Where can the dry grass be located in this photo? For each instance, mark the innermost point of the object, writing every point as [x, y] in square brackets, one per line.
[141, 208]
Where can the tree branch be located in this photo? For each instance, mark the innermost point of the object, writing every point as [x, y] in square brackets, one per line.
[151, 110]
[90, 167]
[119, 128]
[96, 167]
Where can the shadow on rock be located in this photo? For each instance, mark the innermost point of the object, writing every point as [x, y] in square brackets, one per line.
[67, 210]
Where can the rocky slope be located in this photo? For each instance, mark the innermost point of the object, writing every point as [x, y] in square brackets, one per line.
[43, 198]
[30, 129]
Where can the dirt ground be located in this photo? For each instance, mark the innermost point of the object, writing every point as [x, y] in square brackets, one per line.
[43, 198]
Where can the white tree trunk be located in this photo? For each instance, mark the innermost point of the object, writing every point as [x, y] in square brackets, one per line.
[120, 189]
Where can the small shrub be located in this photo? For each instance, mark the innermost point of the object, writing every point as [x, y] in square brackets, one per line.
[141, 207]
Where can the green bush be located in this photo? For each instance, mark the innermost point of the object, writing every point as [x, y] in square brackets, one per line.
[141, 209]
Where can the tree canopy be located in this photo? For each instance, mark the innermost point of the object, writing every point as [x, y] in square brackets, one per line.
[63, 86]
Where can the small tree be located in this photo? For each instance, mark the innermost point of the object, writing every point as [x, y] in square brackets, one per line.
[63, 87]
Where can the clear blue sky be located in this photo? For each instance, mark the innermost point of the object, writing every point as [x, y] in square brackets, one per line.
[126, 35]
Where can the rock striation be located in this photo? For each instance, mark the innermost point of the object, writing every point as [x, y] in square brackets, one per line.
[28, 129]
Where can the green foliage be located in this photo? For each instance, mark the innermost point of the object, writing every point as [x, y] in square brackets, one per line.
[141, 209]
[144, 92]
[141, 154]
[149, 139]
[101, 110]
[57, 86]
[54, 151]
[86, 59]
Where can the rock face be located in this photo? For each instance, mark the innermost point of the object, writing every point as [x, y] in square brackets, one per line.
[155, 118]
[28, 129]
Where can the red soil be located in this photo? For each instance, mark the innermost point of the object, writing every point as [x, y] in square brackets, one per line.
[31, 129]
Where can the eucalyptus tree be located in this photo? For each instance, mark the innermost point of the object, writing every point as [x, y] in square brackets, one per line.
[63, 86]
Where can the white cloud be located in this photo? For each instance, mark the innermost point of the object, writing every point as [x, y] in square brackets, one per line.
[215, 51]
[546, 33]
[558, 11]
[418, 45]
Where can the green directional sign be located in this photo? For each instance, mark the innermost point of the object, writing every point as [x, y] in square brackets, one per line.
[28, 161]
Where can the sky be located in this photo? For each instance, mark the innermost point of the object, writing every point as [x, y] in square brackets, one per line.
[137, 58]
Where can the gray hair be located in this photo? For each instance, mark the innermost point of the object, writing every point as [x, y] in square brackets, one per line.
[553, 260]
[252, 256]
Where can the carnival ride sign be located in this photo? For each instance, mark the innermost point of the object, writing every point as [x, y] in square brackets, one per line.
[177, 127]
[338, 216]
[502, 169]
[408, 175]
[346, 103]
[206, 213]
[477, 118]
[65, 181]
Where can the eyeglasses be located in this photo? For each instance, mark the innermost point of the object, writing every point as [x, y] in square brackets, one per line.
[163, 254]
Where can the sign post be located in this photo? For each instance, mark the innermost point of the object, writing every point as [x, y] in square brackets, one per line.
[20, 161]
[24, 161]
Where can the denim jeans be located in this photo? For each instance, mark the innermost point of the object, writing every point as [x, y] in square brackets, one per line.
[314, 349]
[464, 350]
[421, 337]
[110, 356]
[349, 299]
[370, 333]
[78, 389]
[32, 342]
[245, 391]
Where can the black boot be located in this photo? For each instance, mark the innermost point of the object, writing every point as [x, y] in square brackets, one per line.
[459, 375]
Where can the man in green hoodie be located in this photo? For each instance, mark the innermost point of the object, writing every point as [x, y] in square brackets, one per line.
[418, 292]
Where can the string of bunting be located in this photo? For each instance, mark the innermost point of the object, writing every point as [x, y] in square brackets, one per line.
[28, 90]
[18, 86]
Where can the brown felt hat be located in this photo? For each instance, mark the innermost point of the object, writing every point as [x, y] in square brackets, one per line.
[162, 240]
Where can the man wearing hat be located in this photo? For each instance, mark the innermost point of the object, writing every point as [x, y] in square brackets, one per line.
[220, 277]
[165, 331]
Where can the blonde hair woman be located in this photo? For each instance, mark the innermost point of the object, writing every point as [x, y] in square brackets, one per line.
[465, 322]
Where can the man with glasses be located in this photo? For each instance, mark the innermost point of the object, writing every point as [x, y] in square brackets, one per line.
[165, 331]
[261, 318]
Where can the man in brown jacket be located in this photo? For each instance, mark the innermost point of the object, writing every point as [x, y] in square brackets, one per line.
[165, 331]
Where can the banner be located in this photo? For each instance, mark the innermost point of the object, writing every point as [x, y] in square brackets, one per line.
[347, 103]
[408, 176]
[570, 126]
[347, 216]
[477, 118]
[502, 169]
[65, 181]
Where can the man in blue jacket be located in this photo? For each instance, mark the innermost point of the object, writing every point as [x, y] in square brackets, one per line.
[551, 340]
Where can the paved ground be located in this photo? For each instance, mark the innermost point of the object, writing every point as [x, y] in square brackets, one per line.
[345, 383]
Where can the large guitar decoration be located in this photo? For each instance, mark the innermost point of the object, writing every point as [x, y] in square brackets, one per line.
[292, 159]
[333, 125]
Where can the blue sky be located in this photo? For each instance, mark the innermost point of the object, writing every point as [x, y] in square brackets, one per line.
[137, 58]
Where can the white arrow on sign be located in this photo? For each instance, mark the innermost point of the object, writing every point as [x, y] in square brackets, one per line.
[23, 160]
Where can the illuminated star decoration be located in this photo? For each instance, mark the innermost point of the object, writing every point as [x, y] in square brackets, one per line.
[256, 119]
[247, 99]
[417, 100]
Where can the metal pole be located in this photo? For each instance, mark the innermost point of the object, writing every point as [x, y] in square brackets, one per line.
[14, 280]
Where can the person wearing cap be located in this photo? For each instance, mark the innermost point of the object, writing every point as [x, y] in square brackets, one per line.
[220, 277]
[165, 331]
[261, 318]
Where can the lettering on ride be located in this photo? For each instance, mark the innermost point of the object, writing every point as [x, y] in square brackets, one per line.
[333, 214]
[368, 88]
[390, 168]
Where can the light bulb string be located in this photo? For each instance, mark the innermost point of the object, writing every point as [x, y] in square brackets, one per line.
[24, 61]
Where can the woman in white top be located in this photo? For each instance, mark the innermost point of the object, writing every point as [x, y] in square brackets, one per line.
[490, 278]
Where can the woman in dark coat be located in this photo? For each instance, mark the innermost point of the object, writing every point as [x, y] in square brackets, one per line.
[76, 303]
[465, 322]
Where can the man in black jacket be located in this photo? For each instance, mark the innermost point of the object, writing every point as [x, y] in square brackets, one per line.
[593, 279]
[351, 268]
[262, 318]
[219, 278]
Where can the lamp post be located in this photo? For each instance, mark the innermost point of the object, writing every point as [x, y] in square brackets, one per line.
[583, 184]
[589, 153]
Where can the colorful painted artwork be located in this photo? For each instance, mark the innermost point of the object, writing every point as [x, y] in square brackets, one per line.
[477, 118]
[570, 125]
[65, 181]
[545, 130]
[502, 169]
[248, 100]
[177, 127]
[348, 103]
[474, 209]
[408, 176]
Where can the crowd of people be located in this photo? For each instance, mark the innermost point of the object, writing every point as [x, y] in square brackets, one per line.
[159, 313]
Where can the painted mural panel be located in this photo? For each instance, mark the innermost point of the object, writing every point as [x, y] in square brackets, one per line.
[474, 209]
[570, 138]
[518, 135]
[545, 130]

========

### What you need to do
Every record above should be written out exactly.

### Solved problem
Where can the dry grass be located in this photo? For each instance, mark the innermost point of the object, writing every point as [x, y] in square brackets, one per line.
[141, 208]
Where can the tree branch be located in this photo? For each instance, mark the innermost point of the object, writing every point as [x, y] in square brackets, one per line.
[151, 110]
[90, 167]
[119, 128]
[96, 167]
Where can the shadow on rock be located in this photo? For each instance, mark the innermost point of the object, writing every point as [x, y] in square brackets, one per line.
[67, 210]
Where can the rocky slope be located in this photo? For each instance, mark the innermost point of the object, writing every point as [x, y] in square brackets, one per line.
[43, 198]
[30, 129]
Where can the dirt ground be located in this photo? For each instance, mark the innermost point of the object, writing every point as [x, y] in square brackets, one per line.
[43, 198]
Where can the white tree trunk be located in this photo? For each instance, mark the innermost point of the object, writing every point as [x, y] in square brackets, one per line.
[120, 189]
Where can the small shrub be located in this photo? For each instance, mark the innermost point of the object, writing every point as [x, y] in square brackets, one per line.
[141, 207]
Where can the green bush be located in this photo? For each instance, mark the innermost point of the object, writing every point as [x, y] in square brackets, one per line.
[141, 209]
Where can the tree canopy be located in this photo? For each instance, mark the innermost point of the object, writing every point as [x, y] in square brackets, one per line.
[63, 86]
Where can the small tree be located in this photo? For each instance, mark the innermost point of the object, writing every point as [x, y] in square brackets, one per line.
[63, 87]
Where can the clear blue sky be located in this photo? For each instance, mark the innermost point of the object, writing every point as [x, y] in square brackets, one per line.
[126, 35]
Where can the rock striation be located in this photo? For each instance, mark the innermost point of the object, writing every point as [x, y] in square brackets, one per line.
[28, 129]
Where can the green foliage be located in this photo? For each instance, mark the innermost point of the object, writing every point as [x, y] in square brackets, one per line.
[141, 209]
[144, 92]
[141, 154]
[149, 139]
[101, 110]
[57, 86]
[54, 151]
[86, 59]
Where can the rock face be located in this photo? For each instance, mark the innermost point of the object, writing every point as [x, y] in square brackets, one per line.
[155, 118]
[28, 129]
Where can the red soil be located in this photo? For each instance, mark the innermost point of the object, writing every point as [x, y] in square brackets, one per line.
[31, 129]
Where can the eucalyptus tree be located in this photo? For each instance, mark the innermost point of the object, writing every point as [x, y] in square brackets, one per line.
[63, 86]
Where can the white cloud be located in this photo? For each instance, mark the innermost point of the object, writing every point as [x, y] in square brackets, one per line.
[215, 51]
[546, 33]
[558, 11]
[418, 45]
Where can the green directional sign be located in this photo? For each instance, mark the innermost point of the object, writing every point as [x, y] in square brackets, one per line.
[28, 161]
Where can the sky be located in this photo? For each instance, mark the innermost point of the object, writing every point as [x, y] in square brackets, one per line.
[137, 58]
Where can the gray hair be located in this photo? For each instance, mark the innermost point of the object, writing every point as [x, y] in square brackets, one per line.
[553, 260]
[252, 256]
Where can the carnival ride sign be located in this photo? For each instance, mark the innermost point of the object, writing every point as [x, y] in square brackets, one per line.
[177, 127]
[338, 216]
[502, 169]
[408, 175]
[346, 103]
[206, 213]
[477, 118]
[65, 181]
Where can the eyeglasses be located in this photo? For each instance, mark the innermost point of the object, writing every point as [x, y] in square brackets, one per line.
[163, 254]
Where can the sign post be located in this photo? For each instance, mark the innermost point of the object, writing every point as [x, y] in square brackets, one per line.
[20, 161]
[24, 161]
Where can the denim jeans be located in this photo? For each instance, mark the innermost point of the object, writing every point as [x, y] in square brackets, one per line.
[314, 349]
[464, 350]
[421, 337]
[110, 356]
[349, 299]
[370, 333]
[78, 389]
[32, 342]
[245, 391]
Where can the black boot be located in this photo? For each instance, mark the innermost point of the object, writing every point as [x, y] in square brackets, one per line.
[459, 375]
Where can the man in green hoodie be located in this photo? For each instance, mark the innermost point of the object, writing every point as [x, y] in square brackets, one per line.
[418, 292]
Where can the string of bunting be located in this photo? For each instance, mark the innermost point of the object, writing every point as [x, y] in square brackets, one per line.
[28, 90]
[18, 86]
Where can the brown felt hat be located in this photo? For each instance, mark the innermost point of the object, writing every point as [x, y] in square brackets, one per line.
[162, 240]
Where can the man wearing hat be located in this photo? For each instance, mark the innermost point of the object, writing every point as [x, y] in square brackets, one per line.
[220, 277]
[165, 331]
Where can the blonde hair woman be located in this photo? For each instance, mark the innermost point of the object, writing every point as [x, y] in square brackets, one per line.
[465, 322]
Where can the man with glasses be located in this photo? For each instance, mark the innermost point of the object, writing every point as [x, y] in square brackets, one per line.
[165, 331]
[261, 318]
Where can the man in brown jacket be located in this photo? For each instance, mark the innermost point of the object, writing every point as [x, y] in square brackets, one per line.
[165, 331]
Where can the banner be located in this photo? For each instance, mark the innermost point of the object, writing every point as [x, y] in square brackets, one per line.
[347, 103]
[408, 176]
[570, 126]
[347, 216]
[477, 118]
[502, 169]
[65, 181]
Where can the man in blue jacket be located in this photo? For each instance, mark the innermost point of the object, writing every point as [x, y] in square brackets, one per line.
[551, 340]
Where can the paved ground be located in this photo? For each instance, mark the innermost point of the object, writing every point as [x, y] in square brackets, one per line.
[345, 383]
Where can the large guitar decoration be located in this photo? For each instance, mark the innermost point of the object, writing every point as [x, y] in square brackets, one per line.
[292, 159]
[333, 125]
Where can the blue sky be located in this photo? For each instance, mark the innermost point of the object, writing every point as [x, y] in square brackets, one per line.
[137, 58]
Where can the white arrow on sign be located in this photo? For each instance, mark the innermost point of the object, writing every point as [x, y] in square brackets, one per line.
[23, 160]
Where can the illuminated star decoration be located in this photo? For each instance, mark the innermost point of the object, writing every point as [x, y] in square brackets, one per line.
[256, 119]
[247, 99]
[417, 100]
Where can the metal pole be located in this photo? For each instance, mark the innermost point of the object, writing every point as [x, y] in square brackets, one per line.
[14, 280]
Where can the person wearing cap be located in this photo? For each instance, mark the innermost point of the object, writing every point as [x, y] in square brackets, one per line.
[220, 277]
[165, 331]
[261, 318]
Where can the lettering on ride be located in this photo? For each instance, mark the innermost point of the object, writing every point as [x, y] in square brackets, one per line.
[333, 214]
[368, 88]
[390, 168]
Where can the light bulb string be located in this photo? For each instance, mark the innermost point of the object, writing every point as [x, y] in square brackets, one per line.
[24, 61]
Where can the woman in white top be located in this photo? For each instance, mark the innermost point of the object, writing every point as [x, y] in square brackets, one per line.
[490, 278]
Where can the woman in dark coat be located in this photo? For each instance, mark the innermost point of the object, writing every point as [x, y] in square brackets, one per line.
[76, 303]
[465, 322]
Where can the man in black jacket be located in this photo? For each instance, mark the innermost point of the object, writing every point as [x, y] in square brackets, one per line.
[593, 279]
[351, 268]
[262, 318]
[219, 278]
Where can the lamp post be located in this photo? For each instance, mark the innermost point of the object, writing every point as [x, y] in square brackets, one per line.
[583, 184]
[589, 153]
Where can the colorful painted artwork be located in this photo? For each instance, mark the innermost point of the object, writing every point as [x, y] in square brackets, one per line.
[477, 118]
[570, 125]
[65, 181]
[545, 130]
[502, 169]
[248, 100]
[177, 127]
[348, 103]
[474, 209]
[408, 176]
Where can the crowd of people be located in this photo? For each instance, mark the innermost point of the object, writing every point as [x, y] in square brackets, one per line.
[159, 313]
Where can the painted mural panel be located in this photo? For each instance, mark the innermost point of the object, writing every point as [x, y] in square brackets, one per line.
[474, 209]
[570, 138]
[518, 135]
[545, 130]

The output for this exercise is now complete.